**RECORDS SHOWN**
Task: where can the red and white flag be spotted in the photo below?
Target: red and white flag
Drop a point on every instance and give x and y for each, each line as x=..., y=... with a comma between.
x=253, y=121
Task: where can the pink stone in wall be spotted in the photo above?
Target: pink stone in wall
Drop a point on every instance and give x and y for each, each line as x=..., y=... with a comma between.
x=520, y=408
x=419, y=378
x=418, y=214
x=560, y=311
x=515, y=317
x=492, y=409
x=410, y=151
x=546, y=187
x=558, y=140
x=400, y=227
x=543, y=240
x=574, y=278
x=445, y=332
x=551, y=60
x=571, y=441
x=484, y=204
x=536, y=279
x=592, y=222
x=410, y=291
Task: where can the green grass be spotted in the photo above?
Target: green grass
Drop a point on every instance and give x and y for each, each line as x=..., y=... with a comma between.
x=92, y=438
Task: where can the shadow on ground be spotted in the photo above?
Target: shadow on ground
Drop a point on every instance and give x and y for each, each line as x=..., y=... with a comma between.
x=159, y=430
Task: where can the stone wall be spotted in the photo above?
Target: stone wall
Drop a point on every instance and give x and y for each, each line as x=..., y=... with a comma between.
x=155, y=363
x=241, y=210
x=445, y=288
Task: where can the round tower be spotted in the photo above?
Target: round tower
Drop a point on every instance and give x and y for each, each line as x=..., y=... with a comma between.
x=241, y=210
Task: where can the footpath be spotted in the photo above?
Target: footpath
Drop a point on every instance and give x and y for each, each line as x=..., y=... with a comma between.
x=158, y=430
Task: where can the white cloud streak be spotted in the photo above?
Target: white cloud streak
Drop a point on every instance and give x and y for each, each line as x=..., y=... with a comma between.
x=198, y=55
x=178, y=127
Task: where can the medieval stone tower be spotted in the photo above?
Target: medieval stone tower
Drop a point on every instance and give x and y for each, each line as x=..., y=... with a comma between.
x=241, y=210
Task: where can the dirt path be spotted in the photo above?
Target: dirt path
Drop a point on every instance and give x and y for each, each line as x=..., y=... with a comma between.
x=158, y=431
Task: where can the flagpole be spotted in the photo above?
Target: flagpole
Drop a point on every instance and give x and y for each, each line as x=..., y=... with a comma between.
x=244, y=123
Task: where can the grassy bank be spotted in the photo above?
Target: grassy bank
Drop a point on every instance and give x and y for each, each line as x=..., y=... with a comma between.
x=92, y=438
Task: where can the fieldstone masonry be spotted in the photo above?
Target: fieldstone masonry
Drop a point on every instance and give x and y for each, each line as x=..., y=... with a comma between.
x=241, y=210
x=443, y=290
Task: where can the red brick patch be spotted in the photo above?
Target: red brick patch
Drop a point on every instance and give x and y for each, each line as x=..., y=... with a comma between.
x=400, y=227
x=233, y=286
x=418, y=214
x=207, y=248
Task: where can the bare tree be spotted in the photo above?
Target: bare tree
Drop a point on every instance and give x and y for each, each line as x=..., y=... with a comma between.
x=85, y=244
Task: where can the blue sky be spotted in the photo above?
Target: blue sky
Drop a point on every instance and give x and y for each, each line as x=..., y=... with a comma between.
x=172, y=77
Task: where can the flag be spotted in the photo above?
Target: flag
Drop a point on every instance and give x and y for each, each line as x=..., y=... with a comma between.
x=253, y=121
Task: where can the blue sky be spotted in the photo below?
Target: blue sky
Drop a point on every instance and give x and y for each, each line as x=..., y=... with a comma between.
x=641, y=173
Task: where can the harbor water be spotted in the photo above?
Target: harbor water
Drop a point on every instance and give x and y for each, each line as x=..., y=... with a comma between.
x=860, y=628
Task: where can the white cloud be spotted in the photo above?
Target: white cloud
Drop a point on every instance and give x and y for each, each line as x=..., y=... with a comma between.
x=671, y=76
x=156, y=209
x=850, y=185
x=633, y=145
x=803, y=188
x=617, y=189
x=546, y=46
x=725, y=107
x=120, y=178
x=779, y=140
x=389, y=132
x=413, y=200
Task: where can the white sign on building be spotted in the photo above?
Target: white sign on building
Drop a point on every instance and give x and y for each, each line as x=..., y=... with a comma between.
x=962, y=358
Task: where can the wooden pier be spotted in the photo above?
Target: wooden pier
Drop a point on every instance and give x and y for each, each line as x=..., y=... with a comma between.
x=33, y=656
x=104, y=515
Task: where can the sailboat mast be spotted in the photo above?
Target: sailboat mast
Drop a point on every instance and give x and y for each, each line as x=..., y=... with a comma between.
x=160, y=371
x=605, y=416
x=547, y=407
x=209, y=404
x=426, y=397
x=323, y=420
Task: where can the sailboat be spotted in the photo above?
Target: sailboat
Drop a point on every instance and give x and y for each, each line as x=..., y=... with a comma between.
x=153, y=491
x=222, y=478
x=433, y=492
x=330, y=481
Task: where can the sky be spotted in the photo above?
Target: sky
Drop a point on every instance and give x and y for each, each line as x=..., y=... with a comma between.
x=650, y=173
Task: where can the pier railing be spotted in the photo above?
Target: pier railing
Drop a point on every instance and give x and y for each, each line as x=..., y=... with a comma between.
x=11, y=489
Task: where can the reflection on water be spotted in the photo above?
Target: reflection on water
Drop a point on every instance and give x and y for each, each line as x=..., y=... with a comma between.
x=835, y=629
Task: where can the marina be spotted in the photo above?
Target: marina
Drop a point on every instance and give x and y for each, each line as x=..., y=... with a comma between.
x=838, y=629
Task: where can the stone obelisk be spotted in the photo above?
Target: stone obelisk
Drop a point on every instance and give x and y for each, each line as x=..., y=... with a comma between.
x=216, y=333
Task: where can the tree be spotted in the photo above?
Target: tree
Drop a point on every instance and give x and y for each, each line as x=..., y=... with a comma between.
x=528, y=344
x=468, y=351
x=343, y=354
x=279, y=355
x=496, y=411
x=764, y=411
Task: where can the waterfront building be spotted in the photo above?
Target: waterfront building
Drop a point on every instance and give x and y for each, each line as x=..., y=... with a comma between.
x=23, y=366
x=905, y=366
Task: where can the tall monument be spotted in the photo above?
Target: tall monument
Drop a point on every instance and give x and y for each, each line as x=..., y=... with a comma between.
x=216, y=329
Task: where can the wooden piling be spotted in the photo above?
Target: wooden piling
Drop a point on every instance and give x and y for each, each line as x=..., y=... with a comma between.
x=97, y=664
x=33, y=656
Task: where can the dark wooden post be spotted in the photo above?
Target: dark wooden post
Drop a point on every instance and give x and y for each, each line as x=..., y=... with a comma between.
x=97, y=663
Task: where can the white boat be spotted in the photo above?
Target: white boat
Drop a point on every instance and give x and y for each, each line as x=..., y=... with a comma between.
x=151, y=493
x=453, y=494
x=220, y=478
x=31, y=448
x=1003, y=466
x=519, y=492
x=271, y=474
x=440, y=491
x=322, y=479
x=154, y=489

**TO BE DONE**
Rewrite all the entries above with "Drop a point" changed to "Place a marker" everywhere it occurs, keeping everything else the same.

**THE OUTPUT**
Task: where can the red and white flag be spotted in the photo below?
Target: red and white flag
Place a marker on every instance and give x and y for each, each line as x=..., y=... with a comma between.
x=253, y=121
Task: where can the pink stone in wall be spotted in the photo above?
Target: pink stone in wall
Place a marker on every instance and give x and y for each, each line as x=..., y=... with a comma between.
x=520, y=408
x=419, y=378
x=418, y=214
x=560, y=311
x=515, y=317
x=492, y=409
x=410, y=151
x=546, y=187
x=558, y=140
x=400, y=227
x=543, y=240
x=574, y=278
x=445, y=332
x=551, y=60
x=571, y=441
x=484, y=204
x=536, y=279
x=592, y=222
x=410, y=291
Task: where can the green grass be spotted in the photo above?
Target: green grass
Place a marker on every instance and give x and y for each, each line as x=..., y=... with a comma between.
x=92, y=438
Task: where can the shadow on ground be spotted in the photo above?
Target: shadow on ground
Place a marker on every instance and give x and y for each, each line as x=..., y=... with a comma between.
x=159, y=430
Task: where can the stone wall be spotted in the photo above?
Target: stone wall
Place a marker on every instance and give x and y for each, each line as x=..., y=... with a comma between.
x=155, y=363
x=241, y=210
x=445, y=288
Task: where can the round tower be spotted in the photo above?
Target: round tower
Place a marker on every instance and give x and y for each, each line as x=..., y=... with a comma between.
x=241, y=210
Task: where can the footpath be spotted in the photo above?
Target: footpath
Place a marker on every instance and give x and y for each, each line as x=..., y=... with a comma between.
x=158, y=430
Task: where can the white cloud streak be spotted in the photo above?
Target: white cloud streak
Place a marker on every instance and give x and y for each, each line as x=..., y=... with a comma between.
x=198, y=55
x=178, y=127
Task: where can the medieval stone tower be spotted in the photo above?
Target: medieval stone tower
Place a marker on every instance and give x and y for each, each line as x=..., y=... with a comma between.
x=241, y=210
Task: where can the dirt path be spotted in the photo above?
Target: dirt path
Place a marker on every instance and give x and y for each, each line as x=..., y=... with a comma between.
x=158, y=431
Task: where can the flagpole be spotted in the photo above?
Target: flagpole
Place a marker on every instance and give x and y for each, each line as x=..., y=... with a comma between.
x=244, y=123
Task: where can the grassy bank be spotted in the photo above?
Target: grassy bank
Place a marker on every instance and give x and y for each, each line as x=..., y=... with a comma between.
x=92, y=438
Task: where can the fieldstone masonry be spotted in the photo above?
Target: fieldstone masonry
Place a marker on every instance and give x and y for each, each line as x=..., y=... with a comma between.
x=241, y=210
x=443, y=290
Task: where can the red brick patch be spotted in the photo above?
Target: red brick patch
Place a marker on every instance and give x and y for each, each line as x=..., y=... with a comma between.
x=400, y=227
x=233, y=286
x=418, y=214
x=207, y=248
Task: where can the bare tree be spotted in the photo above?
Target: bare tree
Place a marker on every instance and give x and y for each, each line as x=..., y=... with a comma between.
x=85, y=244
Task: where can the blue sky be spotted in the photo above?
Target: blue sky
Place a marker on every instance and give x and y for each, each line as x=..., y=... with a comma between.
x=172, y=77
Task: where can the flag be spotted in the photo above?
Target: flag
Place a marker on every instance and give x and y for each, each line as x=..., y=... with a comma between.
x=253, y=121
Task: where can the blue sky be spotted in the photo below?
Target: blue sky
Place a marker on every instance and give x and y for each, each line as x=..., y=... with a comma between.
x=641, y=173
Task: where can the harbor water be spotted in the photo above?
Target: harbor water
Place a marker on every instance and give x and y for each, each line as x=..., y=... with a comma between.
x=860, y=628
Task: where can the white cloud be spotted in the photo above?
Target: white cloud
Place a marker on every instance and give x and y for each, each line as x=..., y=... with a comma between.
x=671, y=76
x=156, y=209
x=850, y=185
x=633, y=145
x=803, y=188
x=617, y=189
x=546, y=46
x=725, y=107
x=120, y=178
x=779, y=140
x=389, y=132
x=413, y=200
Task: where can the white sign on building be spotted in the photo above?
Target: white sign on building
Place a marker on every instance and give x and y for each, each line as x=..., y=... with a comma between.
x=962, y=358
Task: where can the wooden pier be spotted in the photo above?
Target: wooden pier
Place a marker on every instance and give x and y for each, each line as x=..., y=... with a comma between.
x=33, y=656
x=104, y=515
Task: where can the sailboat mast be spotted in the photo above?
Target: sailboat mast
Place a marker on every instance and give x and y for each, each line as x=..., y=... with a comma between.
x=160, y=371
x=605, y=416
x=547, y=407
x=209, y=404
x=426, y=397
x=323, y=420
Task: where can the sailboat be spotted in the photo above?
Target: sailboat
Place a marker on every instance and give x and y for each, each line as x=..., y=... with a comma between.
x=153, y=491
x=222, y=478
x=433, y=492
x=330, y=481
Task: where can the sky be spotted in the photo above?
Target: sky
Place a marker on every instance and give x and y for each, each line as x=..., y=... with a comma between.
x=650, y=173
Task: where can the pier railing be spotted in the photo above?
Target: pier railing
Place a marker on every instance and give x and y for each, each line as x=..., y=... with a comma between.
x=11, y=489
Task: where can the reflection on water be spotted in the photo above?
Target: reflection on water
Place a marker on every instance and give x and y for each, each line as x=..., y=... with a comma between.
x=835, y=629
Task: where can the marina be spotted in the photo above?
Target: marina
Place a marker on every instance and give x and y for each, each line as x=..., y=... with a comma between.
x=838, y=629
Task: where can the stone obelisk be spotted in the photo above?
Target: stone obelisk
Place a marker on every instance and give x and y for each, each line as x=..., y=... with a comma between.
x=216, y=333
Task: where can the tree be spotted in the photo above?
Target: tree
Place a marker on every instance and give x and y for each, each line as x=..., y=... with a comma between.
x=528, y=344
x=468, y=351
x=343, y=354
x=279, y=355
x=496, y=411
x=764, y=411
Task: where can the waterfront building be spotted in the photo above?
Target: waterfront building
Place a marker on every instance and give x and y for each, each line as x=..., y=... with a comma between.
x=23, y=366
x=905, y=366
Task: where can the tall monument be spotted in the photo above?
Target: tall monument
Place a marker on every instance and give x and y for each, each line as x=..., y=... with a comma between.
x=216, y=329
Task: where can the wooden piling be spotted in the photo above?
Target: wooden piling
Place a marker on every instance and give x and y for each, each line as x=..., y=... with a comma between.
x=97, y=664
x=33, y=656
Task: where can the dark wooden post be spotted in the photo above?
Target: dark wooden post
Place a marker on every instance and give x and y for each, each line as x=..., y=... with a comma between.
x=97, y=663
Task: where can the white boat be spotted in the photo above?
Target: white boat
Place a marker on every instance and give x and y for each, each line as x=..., y=... with a comma between.
x=151, y=493
x=453, y=494
x=220, y=478
x=31, y=448
x=1003, y=466
x=519, y=492
x=271, y=474
x=440, y=491
x=322, y=479
x=154, y=489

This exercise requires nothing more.